--- Istruzioni del compito ---
Elenca tutti i luoghi geografici nominati nel brano su Leóš Janáček riportato più avanti, indicando ciascuno una sola volta.

--- Estratto della fonte ---
▼▼▼

Leóš JanáčekLeóš Janáček, (Hukvaldy, 3 luglio 1854 – Ostrava, 12 agosto 1928), è stato un compositore ceco. È ritenuto uno dei massimi compositori dell’inizio del XX secolo ed è noto in particolare per la sua Sinfonietta e per i suoi lavori operistici.

Janáček trascorse una povera infanzia a Hukvaldy, in Moravia, ricevendo dal padre, maestro elementare, violinista e organista dilettante, le prime lezioni di musica. La sua formazione artistica procedette molto a rilento: dopo essersi diplomato a diciotto anni in magistero al convento di Brno, tra il 1874 e il 1875 proseguì i suoi studi musicali presso la scuola d’organo di Praga. Pur di studiare sopportò sacrifici durissimi: nei primi tempi, non potendo disporre di un pianoforte, fu costretto ad esercitarsi su una finta tastiera disegnata sopra un cartone.

▲▲▲

--- Sezione dei dati ---
▼▼▼

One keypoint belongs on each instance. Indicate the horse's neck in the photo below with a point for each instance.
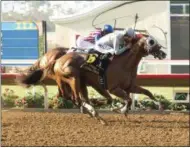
(131, 59)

▲▲▲

--- Risposta al compito ---
Hukvaldy, Ostrava, Moravia, Brno, Praga